▸ **Texto de lectura**:
____________________
En Bolivia, el poder parece un objeto que pasa de mano en mano sin alterar su esencia. Cada ciclo electoral trae consigo nuevas promesas de renovación, de lucha contra la corrupción, de fortalecimiento institucional. Sin embargo, la realidad suele demostrarnos que, más allá de los nombres o las siglas, los vicios estructurales de la política permanecen intactos. Cambian los actores, pero no cambia el libreto.

La alternancia es un elemento básico de toda democracia. Es saludable que un gobierno dé paso a otro, que los ciudadanos tengan la posibilidad de sancionar con el voto y de premiar o castigar gestiones. Pero en Bolivia, esa alternancia ha mostrado una debilidad preocupante: no ha logrado transformar la lógica de poder que convierte al Estado en botín. Cada administración, en lugar de desmontar las redes de corrupción y clientelismo, termina reconstruyéndolas a su favor. Así, el círculo se repite con alarmante regularidad.
____________________
▸ **Datos**:
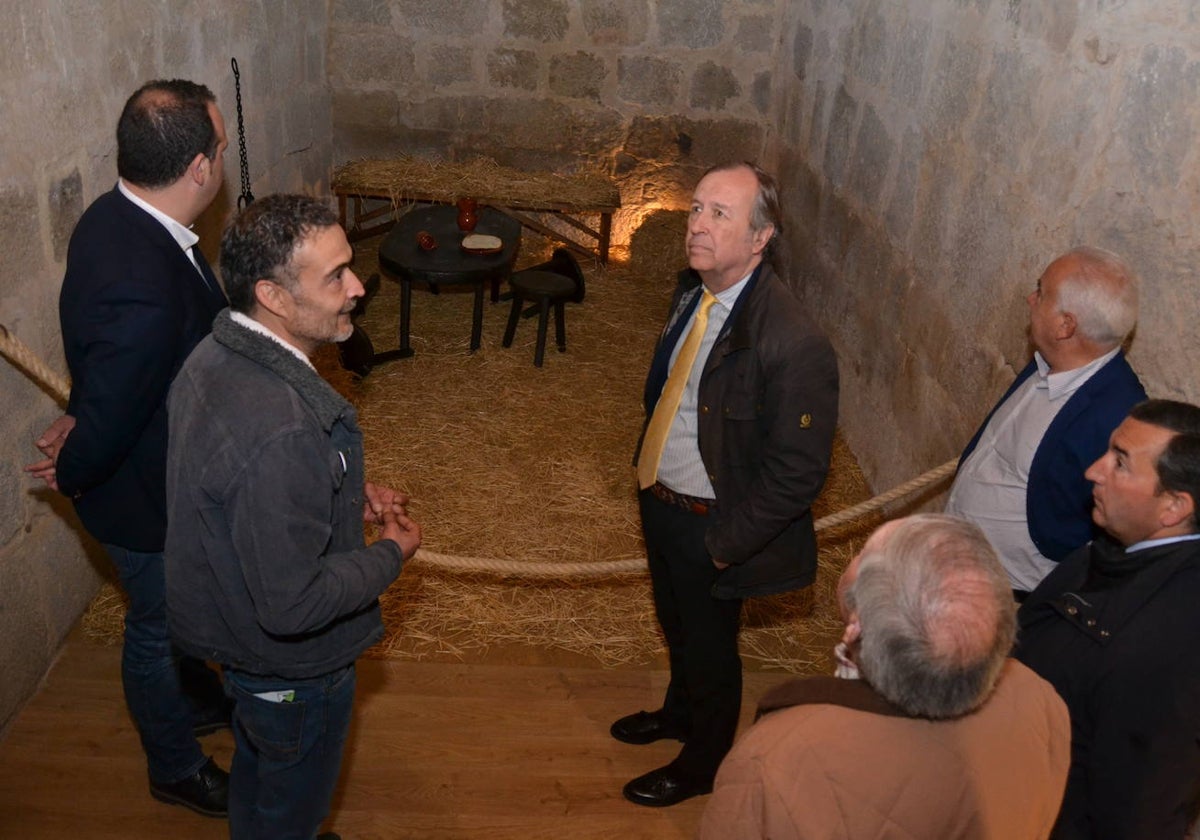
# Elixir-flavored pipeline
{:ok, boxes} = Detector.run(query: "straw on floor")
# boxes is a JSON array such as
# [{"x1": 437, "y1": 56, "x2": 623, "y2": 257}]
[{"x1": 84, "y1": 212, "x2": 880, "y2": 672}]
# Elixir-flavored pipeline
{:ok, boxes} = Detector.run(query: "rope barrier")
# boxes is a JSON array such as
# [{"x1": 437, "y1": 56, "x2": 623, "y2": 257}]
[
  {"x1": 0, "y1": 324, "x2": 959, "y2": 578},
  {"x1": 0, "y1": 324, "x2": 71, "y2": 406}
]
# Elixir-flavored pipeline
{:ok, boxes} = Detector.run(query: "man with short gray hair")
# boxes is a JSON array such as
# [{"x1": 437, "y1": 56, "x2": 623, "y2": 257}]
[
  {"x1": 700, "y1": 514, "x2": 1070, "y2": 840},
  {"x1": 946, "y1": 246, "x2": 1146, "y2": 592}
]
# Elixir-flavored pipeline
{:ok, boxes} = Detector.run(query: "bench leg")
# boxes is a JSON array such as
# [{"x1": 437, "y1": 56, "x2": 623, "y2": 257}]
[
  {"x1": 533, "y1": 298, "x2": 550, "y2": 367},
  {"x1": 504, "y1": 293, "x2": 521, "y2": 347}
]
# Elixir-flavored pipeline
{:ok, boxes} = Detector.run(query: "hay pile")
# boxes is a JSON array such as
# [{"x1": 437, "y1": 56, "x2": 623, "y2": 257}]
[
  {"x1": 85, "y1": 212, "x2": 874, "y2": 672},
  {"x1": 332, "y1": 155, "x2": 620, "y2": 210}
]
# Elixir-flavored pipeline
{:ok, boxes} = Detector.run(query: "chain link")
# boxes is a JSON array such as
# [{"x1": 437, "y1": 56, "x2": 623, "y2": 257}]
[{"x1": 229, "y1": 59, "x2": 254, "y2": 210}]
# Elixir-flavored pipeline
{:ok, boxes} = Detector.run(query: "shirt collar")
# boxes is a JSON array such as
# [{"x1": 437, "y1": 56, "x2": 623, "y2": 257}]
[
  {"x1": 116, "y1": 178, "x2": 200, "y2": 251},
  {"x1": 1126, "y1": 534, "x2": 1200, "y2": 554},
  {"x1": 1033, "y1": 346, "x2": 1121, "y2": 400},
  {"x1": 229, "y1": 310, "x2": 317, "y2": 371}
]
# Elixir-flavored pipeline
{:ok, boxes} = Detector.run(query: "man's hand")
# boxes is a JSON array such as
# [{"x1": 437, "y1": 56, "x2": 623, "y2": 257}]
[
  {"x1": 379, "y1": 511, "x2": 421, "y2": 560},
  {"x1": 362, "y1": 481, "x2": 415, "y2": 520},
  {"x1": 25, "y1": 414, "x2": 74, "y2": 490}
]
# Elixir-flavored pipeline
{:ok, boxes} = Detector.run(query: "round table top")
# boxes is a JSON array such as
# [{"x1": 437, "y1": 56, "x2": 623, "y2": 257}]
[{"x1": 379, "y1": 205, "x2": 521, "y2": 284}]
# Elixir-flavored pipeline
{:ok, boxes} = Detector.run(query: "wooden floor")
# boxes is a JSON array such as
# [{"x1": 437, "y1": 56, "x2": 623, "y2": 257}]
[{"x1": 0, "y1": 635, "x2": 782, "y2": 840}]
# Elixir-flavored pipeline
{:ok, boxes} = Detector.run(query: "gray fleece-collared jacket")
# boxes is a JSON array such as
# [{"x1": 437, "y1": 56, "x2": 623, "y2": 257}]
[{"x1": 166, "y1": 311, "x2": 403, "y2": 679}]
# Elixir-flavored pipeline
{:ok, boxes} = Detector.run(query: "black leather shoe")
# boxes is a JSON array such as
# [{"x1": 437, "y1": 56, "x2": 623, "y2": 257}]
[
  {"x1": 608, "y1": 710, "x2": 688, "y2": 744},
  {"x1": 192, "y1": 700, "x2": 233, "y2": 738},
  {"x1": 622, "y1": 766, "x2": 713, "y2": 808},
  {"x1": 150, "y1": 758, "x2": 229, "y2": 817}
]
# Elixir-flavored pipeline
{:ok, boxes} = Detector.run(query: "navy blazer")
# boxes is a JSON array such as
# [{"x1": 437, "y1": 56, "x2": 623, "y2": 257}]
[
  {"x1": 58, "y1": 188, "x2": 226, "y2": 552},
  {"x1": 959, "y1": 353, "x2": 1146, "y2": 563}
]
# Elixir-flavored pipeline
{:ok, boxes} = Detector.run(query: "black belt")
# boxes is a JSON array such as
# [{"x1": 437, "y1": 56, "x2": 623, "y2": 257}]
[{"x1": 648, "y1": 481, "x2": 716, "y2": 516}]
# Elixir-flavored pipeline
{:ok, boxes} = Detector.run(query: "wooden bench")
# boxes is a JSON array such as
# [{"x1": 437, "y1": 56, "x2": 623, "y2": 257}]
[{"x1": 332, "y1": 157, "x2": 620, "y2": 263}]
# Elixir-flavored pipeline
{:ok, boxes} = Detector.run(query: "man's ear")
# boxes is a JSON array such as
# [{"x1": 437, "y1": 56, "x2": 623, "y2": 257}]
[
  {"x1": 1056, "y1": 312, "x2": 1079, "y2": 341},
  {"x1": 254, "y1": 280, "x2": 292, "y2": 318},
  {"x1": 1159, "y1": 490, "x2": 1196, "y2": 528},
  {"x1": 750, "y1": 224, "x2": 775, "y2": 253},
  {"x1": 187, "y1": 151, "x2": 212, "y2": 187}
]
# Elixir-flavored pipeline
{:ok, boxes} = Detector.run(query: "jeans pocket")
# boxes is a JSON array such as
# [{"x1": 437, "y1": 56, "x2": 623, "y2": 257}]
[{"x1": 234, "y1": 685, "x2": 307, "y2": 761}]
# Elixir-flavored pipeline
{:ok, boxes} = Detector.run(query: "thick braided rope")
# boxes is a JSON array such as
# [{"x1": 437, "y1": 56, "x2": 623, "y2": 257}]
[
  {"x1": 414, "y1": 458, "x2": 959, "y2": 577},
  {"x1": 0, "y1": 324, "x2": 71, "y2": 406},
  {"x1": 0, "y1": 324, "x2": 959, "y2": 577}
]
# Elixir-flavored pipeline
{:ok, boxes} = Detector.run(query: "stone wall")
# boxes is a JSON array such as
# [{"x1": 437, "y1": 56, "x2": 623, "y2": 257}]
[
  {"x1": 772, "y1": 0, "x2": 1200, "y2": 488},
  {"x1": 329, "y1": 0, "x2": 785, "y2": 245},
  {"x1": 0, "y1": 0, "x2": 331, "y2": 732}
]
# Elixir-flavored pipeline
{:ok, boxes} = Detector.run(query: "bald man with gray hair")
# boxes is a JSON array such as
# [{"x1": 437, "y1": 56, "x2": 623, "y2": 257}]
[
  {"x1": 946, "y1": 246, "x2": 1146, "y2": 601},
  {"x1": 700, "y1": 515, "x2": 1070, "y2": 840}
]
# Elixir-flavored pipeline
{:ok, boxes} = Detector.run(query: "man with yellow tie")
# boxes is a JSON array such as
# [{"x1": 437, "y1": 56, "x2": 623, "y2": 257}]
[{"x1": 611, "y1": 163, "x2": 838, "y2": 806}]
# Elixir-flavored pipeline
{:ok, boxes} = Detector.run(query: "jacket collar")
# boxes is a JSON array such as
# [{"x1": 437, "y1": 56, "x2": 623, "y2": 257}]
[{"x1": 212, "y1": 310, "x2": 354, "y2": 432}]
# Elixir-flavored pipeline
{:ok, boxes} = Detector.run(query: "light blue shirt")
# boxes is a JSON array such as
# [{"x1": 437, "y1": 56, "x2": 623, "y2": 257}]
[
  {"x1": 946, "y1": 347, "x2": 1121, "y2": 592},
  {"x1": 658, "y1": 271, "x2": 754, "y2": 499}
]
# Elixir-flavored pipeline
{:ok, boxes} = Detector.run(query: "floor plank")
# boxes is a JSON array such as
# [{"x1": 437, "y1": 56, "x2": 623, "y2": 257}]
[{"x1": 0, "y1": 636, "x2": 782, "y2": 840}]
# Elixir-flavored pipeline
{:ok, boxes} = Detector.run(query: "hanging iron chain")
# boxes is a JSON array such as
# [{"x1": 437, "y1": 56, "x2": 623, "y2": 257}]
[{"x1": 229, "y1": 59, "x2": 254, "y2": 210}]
____________________
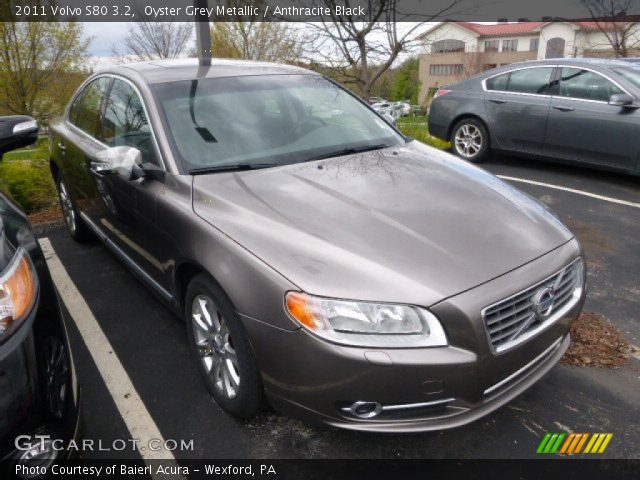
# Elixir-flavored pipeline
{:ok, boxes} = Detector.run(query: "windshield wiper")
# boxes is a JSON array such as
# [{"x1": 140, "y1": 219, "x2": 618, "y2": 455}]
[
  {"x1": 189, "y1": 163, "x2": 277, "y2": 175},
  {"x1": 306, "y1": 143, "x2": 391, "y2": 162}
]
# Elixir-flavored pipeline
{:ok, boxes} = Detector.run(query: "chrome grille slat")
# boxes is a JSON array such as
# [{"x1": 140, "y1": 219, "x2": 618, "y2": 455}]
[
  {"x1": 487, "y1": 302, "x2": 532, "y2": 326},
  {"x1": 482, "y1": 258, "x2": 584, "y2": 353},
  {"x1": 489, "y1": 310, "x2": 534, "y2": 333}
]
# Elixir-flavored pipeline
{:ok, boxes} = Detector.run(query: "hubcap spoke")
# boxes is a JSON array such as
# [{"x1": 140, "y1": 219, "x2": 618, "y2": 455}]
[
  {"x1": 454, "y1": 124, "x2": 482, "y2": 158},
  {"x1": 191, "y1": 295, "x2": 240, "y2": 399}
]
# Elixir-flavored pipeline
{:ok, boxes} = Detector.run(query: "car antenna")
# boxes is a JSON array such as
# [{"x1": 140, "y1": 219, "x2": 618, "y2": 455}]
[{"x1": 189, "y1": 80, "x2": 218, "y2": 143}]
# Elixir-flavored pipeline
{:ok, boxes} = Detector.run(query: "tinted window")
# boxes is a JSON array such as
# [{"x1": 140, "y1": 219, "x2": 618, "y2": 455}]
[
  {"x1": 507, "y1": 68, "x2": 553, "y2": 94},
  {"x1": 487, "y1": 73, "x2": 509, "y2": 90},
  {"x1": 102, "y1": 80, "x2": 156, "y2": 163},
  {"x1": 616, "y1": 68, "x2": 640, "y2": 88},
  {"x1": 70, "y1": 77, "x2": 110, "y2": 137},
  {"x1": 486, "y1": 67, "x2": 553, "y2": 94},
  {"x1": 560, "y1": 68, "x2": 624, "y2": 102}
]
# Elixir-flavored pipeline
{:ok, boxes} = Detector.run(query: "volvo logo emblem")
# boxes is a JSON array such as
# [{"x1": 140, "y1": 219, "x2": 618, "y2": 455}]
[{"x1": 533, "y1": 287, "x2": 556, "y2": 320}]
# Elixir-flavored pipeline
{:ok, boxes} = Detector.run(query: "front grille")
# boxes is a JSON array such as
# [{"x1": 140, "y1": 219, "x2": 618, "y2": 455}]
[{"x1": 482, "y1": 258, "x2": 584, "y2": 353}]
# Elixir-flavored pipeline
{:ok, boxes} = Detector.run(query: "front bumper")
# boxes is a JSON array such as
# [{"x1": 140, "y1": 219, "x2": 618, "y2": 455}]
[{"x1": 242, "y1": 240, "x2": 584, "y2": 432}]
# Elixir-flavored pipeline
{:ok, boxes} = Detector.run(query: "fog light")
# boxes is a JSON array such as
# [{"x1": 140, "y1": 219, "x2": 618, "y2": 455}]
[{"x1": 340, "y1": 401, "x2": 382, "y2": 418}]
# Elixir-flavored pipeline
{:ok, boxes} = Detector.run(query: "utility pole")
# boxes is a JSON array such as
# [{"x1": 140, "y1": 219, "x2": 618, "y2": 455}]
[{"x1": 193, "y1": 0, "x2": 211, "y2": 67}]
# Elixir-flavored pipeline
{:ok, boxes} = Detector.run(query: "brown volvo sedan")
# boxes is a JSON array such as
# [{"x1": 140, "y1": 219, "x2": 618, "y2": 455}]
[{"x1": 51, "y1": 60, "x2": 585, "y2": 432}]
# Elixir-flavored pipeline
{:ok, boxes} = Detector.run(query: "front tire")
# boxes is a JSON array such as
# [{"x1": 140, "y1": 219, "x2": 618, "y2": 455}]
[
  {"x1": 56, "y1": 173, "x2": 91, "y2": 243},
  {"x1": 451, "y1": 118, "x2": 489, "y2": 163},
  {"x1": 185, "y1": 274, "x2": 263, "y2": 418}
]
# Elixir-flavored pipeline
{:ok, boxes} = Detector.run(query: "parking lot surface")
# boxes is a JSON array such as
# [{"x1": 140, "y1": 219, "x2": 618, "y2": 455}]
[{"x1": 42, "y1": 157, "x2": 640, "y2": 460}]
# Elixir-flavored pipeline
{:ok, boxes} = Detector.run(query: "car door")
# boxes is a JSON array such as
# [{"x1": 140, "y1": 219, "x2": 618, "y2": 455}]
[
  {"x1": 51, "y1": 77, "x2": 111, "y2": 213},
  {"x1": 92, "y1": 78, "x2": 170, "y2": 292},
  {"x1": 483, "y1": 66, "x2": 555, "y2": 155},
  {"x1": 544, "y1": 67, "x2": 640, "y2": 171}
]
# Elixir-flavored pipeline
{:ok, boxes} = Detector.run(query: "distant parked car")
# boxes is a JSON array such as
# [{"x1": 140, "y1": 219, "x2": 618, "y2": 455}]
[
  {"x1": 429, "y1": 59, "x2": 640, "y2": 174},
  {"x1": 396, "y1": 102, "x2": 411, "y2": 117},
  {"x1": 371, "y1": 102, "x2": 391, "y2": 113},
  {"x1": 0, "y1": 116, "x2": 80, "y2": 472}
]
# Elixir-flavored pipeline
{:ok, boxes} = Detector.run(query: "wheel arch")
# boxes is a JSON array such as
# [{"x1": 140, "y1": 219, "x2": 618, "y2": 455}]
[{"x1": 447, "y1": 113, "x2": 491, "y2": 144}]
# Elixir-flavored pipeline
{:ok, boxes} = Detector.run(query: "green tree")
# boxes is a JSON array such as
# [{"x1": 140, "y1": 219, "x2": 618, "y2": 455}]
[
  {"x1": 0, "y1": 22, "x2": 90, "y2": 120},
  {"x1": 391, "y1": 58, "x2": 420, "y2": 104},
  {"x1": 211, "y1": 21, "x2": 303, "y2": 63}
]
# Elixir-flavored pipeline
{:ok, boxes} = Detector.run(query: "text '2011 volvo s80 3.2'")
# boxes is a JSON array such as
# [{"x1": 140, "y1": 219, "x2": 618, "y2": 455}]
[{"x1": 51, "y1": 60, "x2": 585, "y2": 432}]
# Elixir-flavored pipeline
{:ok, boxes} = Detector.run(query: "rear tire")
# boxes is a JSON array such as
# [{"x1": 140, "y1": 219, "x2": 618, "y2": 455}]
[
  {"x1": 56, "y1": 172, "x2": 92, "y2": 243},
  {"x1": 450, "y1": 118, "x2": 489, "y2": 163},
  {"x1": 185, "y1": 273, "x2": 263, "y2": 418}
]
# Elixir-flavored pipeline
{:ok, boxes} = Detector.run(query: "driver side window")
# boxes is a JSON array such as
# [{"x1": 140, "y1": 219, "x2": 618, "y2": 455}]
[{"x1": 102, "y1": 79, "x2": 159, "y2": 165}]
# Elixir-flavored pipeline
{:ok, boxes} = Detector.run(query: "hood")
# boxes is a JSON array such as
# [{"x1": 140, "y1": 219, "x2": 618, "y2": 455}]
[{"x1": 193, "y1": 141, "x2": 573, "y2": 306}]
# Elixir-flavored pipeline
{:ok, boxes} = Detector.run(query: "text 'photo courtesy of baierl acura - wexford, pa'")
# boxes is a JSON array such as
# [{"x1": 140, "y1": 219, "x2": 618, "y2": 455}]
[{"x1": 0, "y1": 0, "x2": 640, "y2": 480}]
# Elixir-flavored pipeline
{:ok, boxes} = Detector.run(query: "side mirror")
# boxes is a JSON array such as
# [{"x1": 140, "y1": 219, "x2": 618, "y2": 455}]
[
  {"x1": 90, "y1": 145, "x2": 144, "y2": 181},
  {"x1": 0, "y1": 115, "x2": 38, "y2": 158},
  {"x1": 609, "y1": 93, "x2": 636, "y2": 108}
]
____________________
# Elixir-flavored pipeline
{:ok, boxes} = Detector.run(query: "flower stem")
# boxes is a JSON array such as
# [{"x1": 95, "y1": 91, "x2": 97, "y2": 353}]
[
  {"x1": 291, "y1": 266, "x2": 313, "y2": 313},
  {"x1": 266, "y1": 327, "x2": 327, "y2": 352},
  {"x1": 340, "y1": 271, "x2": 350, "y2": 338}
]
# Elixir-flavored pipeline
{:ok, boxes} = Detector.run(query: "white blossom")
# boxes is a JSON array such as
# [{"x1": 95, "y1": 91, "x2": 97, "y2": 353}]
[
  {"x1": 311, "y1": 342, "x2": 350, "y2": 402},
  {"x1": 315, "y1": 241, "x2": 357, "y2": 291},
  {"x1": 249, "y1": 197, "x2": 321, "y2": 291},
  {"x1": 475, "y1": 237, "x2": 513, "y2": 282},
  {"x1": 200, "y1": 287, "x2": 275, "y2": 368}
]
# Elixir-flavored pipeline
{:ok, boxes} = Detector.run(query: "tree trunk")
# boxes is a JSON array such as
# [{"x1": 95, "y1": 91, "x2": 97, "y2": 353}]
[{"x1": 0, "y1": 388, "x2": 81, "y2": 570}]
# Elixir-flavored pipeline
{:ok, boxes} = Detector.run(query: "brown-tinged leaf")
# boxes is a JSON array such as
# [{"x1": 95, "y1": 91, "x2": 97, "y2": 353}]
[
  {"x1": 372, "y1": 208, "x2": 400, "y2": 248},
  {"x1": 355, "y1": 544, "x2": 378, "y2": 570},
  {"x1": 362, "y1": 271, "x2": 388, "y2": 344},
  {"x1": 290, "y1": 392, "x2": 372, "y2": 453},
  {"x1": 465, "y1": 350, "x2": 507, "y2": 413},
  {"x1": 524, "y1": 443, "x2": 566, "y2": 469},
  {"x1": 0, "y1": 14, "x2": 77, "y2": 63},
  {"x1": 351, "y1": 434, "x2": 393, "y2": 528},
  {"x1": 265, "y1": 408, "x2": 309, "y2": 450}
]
____________________
▸ **Tareas propuestas**:
1. Indica si cada afirmación concuerda con el texto sobre el poder en Bolivia y justifica tu respuesta con las palabras exactas del texto: (a) la alternancia es un elemento básico de toda democracia; (b) cada administración desmonta las redes de corrupción y clientelismo; (c) al cambiar los actores, cambia también el libreto.
2. Cuenta las líneas de las entradas que contienen la cadena "tree", distinguiendo entre mayúsculas y minúsculas, y escribe solo el número.

▸ **Respuestas escritas**:
1.
(a) Sí: «La alternancia es un elemento básico de toda democracia.»
(b) No: «Cada administración, en lugar de desmontar las redes de corrupción y clientelismo, termina reconstruyéndolas a su favor.»
(c) No: «Cambian los actores, pero no cambia el libreto.»

2. 2